Working from the line that contains "Where can you find the gravel ground" to the final line, transcribe each line exactly. No pictures belong in the copy.

***** Dataset extract

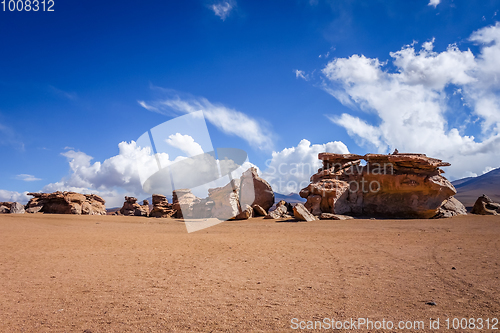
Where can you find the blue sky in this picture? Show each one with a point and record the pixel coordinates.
(77, 82)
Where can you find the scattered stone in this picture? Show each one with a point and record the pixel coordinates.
(452, 207)
(485, 206)
(394, 186)
(245, 214)
(259, 211)
(17, 208)
(255, 190)
(330, 216)
(283, 210)
(66, 203)
(302, 214)
(132, 208)
(161, 207)
(226, 202)
(183, 201)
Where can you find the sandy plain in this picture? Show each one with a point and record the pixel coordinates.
(61, 273)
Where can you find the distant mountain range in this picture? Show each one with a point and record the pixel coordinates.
(470, 188)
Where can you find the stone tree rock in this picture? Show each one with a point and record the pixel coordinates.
(226, 200)
(161, 207)
(132, 208)
(183, 201)
(255, 190)
(66, 203)
(302, 214)
(17, 208)
(485, 206)
(395, 185)
(283, 210)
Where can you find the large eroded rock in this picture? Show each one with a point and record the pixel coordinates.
(394, 185)
(485, 206)
(161, 207)
(255, 190)
(66, 203)
(132, 208)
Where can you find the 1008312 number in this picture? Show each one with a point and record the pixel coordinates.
(27, 5)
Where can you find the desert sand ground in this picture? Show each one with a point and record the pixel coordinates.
(61, 273)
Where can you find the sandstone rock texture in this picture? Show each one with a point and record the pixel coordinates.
(393, 186)
(283, 210)
(240, 199)
(301, 213)
(161, 207)
(132, 208)
(485, 206)
(66, 203)
(255, 190)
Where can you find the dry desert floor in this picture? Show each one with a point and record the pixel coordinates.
(61, 273)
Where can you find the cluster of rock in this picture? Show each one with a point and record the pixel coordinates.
(395, 185)
(11, 208)
(241, 198)
(132, 208)
(485, 206)
(66, 203)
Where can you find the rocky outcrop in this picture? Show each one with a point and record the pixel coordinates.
(226, 200)
(66, 203)
(301, 213)
(451, 207)
(259, 211)
(330, 216)
(17, 208)
(395, 185)
(183, 202)
(283, 210)
(485, 206)
(132, 208)
(255, 190)
(240, 199)
(161, 207)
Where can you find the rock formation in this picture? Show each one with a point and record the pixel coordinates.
(255, 190)
(240, 199)
(183, 201)
(283, 210)
(301, 213)
(11, 208)
(132, 208)
(161, 207)
(66, 203)
(226, 200)
(17, 208)
(485, 206)
(330, 216)
(395, 185)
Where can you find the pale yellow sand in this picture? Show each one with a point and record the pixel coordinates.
(61, 273)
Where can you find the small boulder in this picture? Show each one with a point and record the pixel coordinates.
(330, 216)
(259, 211)
(17, 208)
(485, 206)
(302, 214)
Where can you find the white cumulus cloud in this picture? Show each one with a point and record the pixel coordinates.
(412, 103)
(228, 120)
(223, 9)
(12, 196)
(185, 143)
(289, 170)
(27, 178)
(434, 3)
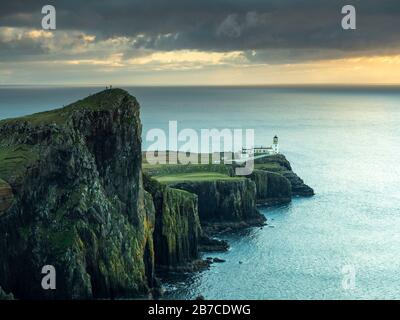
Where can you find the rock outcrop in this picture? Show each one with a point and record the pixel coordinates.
(5, 296)
(280, 165)
(177, 226)
(223, 200)
(6, 196)
(78, 201)
(272, 188)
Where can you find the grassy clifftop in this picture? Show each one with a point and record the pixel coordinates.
(104, 100)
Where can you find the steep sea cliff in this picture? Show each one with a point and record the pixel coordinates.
(72, 195)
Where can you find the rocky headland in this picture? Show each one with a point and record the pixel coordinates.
(75, 194)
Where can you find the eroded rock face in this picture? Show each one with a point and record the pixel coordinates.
(223, 200)
(6, 196)
(79, 203)
(272, 188)
(177, 227)
(280, 165)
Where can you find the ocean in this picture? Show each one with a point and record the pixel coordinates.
(343, 243)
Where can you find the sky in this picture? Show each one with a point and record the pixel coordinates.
(203, 42)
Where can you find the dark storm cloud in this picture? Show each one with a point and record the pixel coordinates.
(225, 25)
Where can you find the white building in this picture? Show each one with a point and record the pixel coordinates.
(261, 150)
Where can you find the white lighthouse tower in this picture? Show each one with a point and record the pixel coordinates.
(275, 144)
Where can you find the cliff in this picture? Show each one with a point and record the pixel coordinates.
(223, 200)
(72, 197)
(177, 226)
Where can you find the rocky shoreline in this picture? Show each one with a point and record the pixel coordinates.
(74, 194)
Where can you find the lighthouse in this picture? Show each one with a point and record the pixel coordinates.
(275, 144)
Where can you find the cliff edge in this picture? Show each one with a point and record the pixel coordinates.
(71, 196)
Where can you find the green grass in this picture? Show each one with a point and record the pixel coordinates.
(14, 160)
(271, 166)
(195, 177)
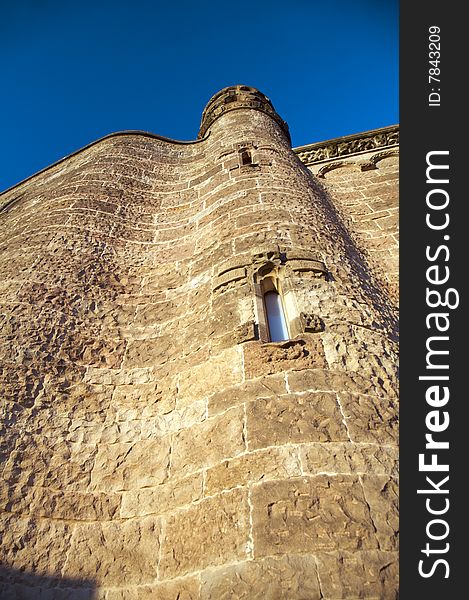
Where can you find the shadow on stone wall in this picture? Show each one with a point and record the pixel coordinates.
(21, 585)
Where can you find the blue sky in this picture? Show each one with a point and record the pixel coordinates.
(72, 72)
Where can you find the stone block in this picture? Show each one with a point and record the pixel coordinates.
(311, 514)
(216, 374)
(291, 577)
(349, 458)
(382, 495)
(212, 532)
(294, 418)
(124, 466)
(162, 498)
(117, 552)
(207, 443)
(265, 359)
(184, 588)
(373, 420)
(273, 463)
(264, 387)
(370, 574)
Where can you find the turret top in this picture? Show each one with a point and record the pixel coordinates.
(236, 97)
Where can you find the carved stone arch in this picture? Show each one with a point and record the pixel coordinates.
(335, 165)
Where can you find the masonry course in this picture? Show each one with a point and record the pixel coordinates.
(155, 443)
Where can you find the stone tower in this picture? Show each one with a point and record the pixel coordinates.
(198, 375)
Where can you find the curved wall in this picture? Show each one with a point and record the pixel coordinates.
(154, 446)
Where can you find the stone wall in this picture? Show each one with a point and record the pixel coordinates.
(153, 445)
(361, 173)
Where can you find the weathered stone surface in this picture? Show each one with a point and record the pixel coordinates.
(153, 446)
(118, 553)
(50, 503)
(271, 358)
(222, 526)
(348, 458)
(293, 419)
(264, 387)
(273, 463)
(312, 513)
(208, 443)
(221, 372)
(370, 574)
(286, 578)
(162, 498)
(382, 495)
(38, 547)
(370, 420)
(184, 588)
(125, 466)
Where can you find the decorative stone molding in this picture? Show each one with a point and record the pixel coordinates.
(234, 98)
(349, 145)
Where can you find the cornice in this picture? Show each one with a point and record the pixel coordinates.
(349, 145)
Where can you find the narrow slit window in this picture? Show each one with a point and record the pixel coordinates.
(278, 330)
(246, 157)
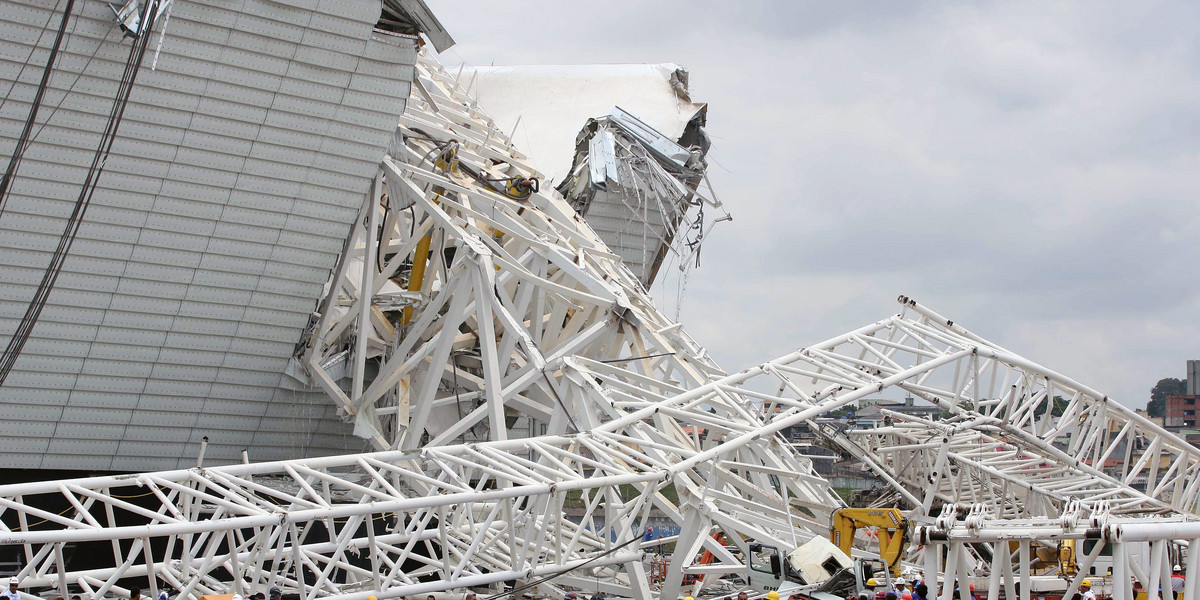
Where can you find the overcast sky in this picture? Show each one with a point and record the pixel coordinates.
(1029, 169)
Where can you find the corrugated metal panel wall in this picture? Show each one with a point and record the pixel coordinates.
(241, 162)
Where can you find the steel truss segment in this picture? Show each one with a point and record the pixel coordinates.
(529, 408)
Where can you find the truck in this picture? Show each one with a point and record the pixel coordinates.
(823, 569)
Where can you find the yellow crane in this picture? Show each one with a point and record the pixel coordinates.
(891, 529)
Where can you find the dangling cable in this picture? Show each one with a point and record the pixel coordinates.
(23, 139)
(125, 88)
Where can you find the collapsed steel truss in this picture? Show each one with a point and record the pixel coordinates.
(1020, 437)
(471, 311)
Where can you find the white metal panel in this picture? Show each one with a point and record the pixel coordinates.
(197, 222)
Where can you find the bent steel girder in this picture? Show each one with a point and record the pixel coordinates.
(1111, 551)
(463, 515)
(479, 294)
(1020, 437)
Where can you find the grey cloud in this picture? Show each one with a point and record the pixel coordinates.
(1025, 168)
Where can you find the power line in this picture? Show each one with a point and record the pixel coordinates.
(125, 88)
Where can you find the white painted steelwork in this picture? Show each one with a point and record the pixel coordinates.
(1003, 443)
(249, 143)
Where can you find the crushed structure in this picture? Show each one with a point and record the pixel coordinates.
(528, 409)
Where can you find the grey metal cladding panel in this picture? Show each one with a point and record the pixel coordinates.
(61, 365)
(346, 198)
(115, 215)
(261, 347)
(327, 211)
(265, 27)
(299, 273)
(273, 333)
(246, 233)
(203, 175)
(306, 240)
(228, 423)
(184, 373)
(131, 336)
(190, 357)
(317, 226)
(339, 153)
(199, 341)
(213, 143)
(208, 159)
(283, 171)
(167, 256)
(57, 348)
(264, 210)
(76, 462)
(96, 415)
(150, 414)
(105, 449)
(183, 389)
(277, 318)
(173, 239)
(286, 287)
(163, 108)
(89, 430)
(195, 191)
(141, 305)
(265, 185)
(117, 369)
(121, 199)
(219, 329)
(22, 445)
(109, 383)
(232, 264)
(161, 449)
(226, 280)
(195, 209)
(277, 143)
(258, 45)
(21, 407)
(243, 377)
(220, 125)
(219, 295)
(321, 109)
(241, 393)
(126, 352)
(157, 273)
(211, 311)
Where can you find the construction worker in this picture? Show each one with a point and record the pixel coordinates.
(1085, 589)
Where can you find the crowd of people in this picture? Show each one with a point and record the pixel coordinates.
(903, 591)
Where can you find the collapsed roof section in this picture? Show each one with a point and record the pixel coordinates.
(635, 185)
(634, 173)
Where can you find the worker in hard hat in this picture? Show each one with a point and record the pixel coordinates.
(12, 594)
(1085, 589)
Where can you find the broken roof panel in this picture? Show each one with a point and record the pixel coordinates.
(553, 101)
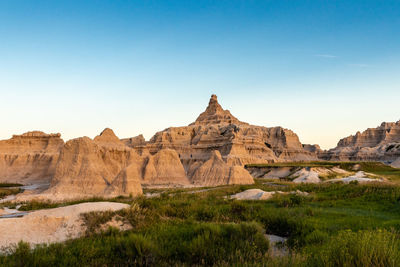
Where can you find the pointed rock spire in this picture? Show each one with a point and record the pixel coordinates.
(108, 137)
(215, 114)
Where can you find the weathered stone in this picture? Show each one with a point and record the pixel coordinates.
(29, 158)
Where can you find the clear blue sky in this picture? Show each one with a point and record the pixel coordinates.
(324, 69)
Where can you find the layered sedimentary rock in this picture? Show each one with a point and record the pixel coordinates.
(216, 171)
(29, 158)
(99, 167)
(239, 143)
(374, 144)
(164, 168)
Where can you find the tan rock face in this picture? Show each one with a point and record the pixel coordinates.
(374, 144)
(100, 167)
(239, 143)
(216, 171)
(215, 114)
(29, 158)
(164, 168)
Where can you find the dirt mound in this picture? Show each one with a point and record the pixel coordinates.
(50, 225)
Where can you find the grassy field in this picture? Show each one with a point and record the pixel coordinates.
(377, 168)
(336, 225)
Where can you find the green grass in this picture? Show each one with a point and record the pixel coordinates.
(8, 191)
(335, 225)
(9, 185)
(377, 168)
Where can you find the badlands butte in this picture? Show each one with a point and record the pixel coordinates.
(214, 150)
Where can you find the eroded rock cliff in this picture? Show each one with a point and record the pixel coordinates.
(374, 144)
(29, 158)
(239, 143)
(102, 167)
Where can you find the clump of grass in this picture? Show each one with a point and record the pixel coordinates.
(9, 185)
(363, 248)
(8, 191)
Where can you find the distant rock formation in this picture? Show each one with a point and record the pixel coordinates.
(29, 158)
(164, 168)
(374, 144)
(239, 143)
(210, 151)
(215, 114)
(216, 171)
(93, 168)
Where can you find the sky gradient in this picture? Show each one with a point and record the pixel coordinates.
(324, 69)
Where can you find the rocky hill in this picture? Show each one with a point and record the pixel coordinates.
(238, 142)
(210, 151)
(374, 144)
(30, 157)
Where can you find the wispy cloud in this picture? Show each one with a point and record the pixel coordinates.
(360, 65)
(326, 56)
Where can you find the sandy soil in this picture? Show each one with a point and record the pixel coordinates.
(50, 225)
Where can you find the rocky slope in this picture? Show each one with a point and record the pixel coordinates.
(374, 144)
(50, 225)
(100, 167)
(29, 158)
(238, 142)
(210, 151)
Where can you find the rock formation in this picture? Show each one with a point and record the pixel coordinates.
(94, 168)
(210, 151)
(216, 171)
(374, 144)
(29, 158)
(239, 143)
(164, 168)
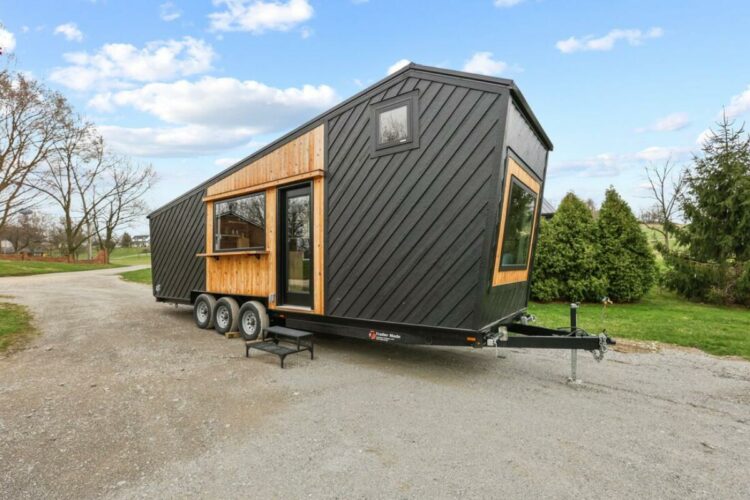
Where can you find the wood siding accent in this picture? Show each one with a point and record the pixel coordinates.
(300, 156)
(406, 231)
(515, 275)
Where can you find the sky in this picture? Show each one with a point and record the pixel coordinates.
(193, 86)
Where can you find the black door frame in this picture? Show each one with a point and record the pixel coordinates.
(281, 245)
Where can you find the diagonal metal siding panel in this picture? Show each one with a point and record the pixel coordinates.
(177, 234)
(406, 231)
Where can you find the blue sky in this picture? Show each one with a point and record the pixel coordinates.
(191, 86)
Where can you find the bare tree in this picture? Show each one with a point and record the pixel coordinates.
(27, 132)
(25, 231)
(126, 183)
(666, 189)
(72, 169)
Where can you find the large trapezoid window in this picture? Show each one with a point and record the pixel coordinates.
(519, 221)
(520, 202)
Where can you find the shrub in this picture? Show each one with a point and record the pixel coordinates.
(624, 256)
(565, 266)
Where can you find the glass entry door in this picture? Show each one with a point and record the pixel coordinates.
(295, 259)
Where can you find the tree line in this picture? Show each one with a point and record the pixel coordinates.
(701, 213)
(51, 156)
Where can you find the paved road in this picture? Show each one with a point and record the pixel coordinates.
(122, 397)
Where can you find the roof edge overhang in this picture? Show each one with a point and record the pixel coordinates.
(401, 73)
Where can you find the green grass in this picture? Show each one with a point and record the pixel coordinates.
(27, 268)
(664, 317)
(15, 325)
(139, 276)
(130, 256)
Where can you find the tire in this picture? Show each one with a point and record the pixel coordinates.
(253, 319)
(203, 311)
(226, 313)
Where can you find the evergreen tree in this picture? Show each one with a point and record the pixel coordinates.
(714, 264)
(565, 266)
(623, 253)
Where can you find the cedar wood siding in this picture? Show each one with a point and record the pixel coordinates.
(500, 301)
(178, 233)
(407, 231)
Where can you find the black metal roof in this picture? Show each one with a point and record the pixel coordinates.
(410, 68)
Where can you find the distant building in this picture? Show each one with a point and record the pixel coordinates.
(141, 240)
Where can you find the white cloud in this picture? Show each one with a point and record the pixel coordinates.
(660, 154)
(398, 65)
(119, 64)
(223, 102)
(606, 42)
(7, 41)
(188, 140)
(210, 115)
(482, 63)
(258, 16)
(669, 123)
(169, 12)
(739, 104)
(70, 31)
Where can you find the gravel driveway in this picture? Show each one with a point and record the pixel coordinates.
(123, 397)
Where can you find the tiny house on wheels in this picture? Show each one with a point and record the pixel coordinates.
(407, 213)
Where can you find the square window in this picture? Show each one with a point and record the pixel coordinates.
(240, 223)
(393, 125)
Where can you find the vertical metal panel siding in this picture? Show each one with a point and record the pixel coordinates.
(501, 301)
(177, 234)
(406, 231)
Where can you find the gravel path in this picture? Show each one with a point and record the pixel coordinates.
(123, 397)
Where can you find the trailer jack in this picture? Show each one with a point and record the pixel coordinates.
(522, 335)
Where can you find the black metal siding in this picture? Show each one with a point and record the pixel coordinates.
(500, 301)
(405, 231)
(178, 233)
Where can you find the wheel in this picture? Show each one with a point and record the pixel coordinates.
(253, 320)
(226, 313)
(203, 311)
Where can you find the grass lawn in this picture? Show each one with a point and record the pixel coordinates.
(139, 276)
(15, 325)
(664, 317)
(130, 256)
(26, 268)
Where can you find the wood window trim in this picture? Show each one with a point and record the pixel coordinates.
(508, 276)
(411, 101)
(244, 250)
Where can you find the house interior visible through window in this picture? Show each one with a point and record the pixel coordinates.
(393, 125)
(240, 223)
(518, 226)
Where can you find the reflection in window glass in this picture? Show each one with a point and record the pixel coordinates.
(299, 252)
(518, 225)
(240, 223)
(393, 125)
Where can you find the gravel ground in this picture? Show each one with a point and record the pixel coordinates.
(122, 397)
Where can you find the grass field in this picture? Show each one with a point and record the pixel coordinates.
(139, 276)
(15, 325)
(130, 256)
(26, 268)
(664, 317)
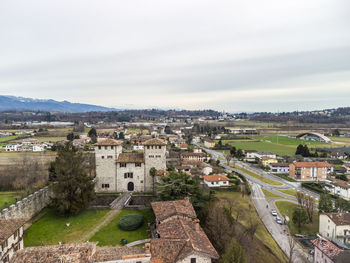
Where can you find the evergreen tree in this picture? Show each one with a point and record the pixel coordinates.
(73, 188)
(178, 186)
(234, 253)
(325, 205)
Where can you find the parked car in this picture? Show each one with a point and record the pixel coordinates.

**********

| Reply |
Where can you find the gravel ground in this picture? Show each one with a point and record the pixel coordinates.
(122, 397)
Where can you find the grass field in this picture? Show each one with a point and record the pixel coordinates.
(139, 276)
(15, 325)
(130, 256)
(26, 268)
(664, 317)
Where can you find the evergreen tree in this picture? Show each one with a point and record the pixel coordinates.
(73, 188)
(178, 186)
(234, 253)
(325, 205)
Where can you find the parked car in this picture? Show each one with a point and record the pixel coordinates.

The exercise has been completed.